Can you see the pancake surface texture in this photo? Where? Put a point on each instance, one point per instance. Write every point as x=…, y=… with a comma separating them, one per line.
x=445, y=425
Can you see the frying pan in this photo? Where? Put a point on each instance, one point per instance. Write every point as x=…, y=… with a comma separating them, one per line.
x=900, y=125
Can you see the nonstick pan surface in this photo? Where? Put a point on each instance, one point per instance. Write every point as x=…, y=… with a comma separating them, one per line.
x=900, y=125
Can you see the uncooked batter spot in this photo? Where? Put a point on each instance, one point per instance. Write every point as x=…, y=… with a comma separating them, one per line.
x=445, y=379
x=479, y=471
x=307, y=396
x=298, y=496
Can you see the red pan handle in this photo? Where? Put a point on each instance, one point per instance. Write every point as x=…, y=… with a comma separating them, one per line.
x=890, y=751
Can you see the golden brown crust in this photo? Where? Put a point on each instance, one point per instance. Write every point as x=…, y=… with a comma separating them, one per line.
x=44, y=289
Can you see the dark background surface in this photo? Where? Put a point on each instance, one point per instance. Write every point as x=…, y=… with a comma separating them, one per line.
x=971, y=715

-- -- --

Problem description:
Copy the lines exactly, beginning with the first line and continuing through the line that contains "x=445, y=425".

Answer for the task:
Can you see the pancake surface texture in this photo? Where? Put a point on each instance, one point per instance. Write every point as x=…, y=… with a comma separating them, one per line.
x=445, y=425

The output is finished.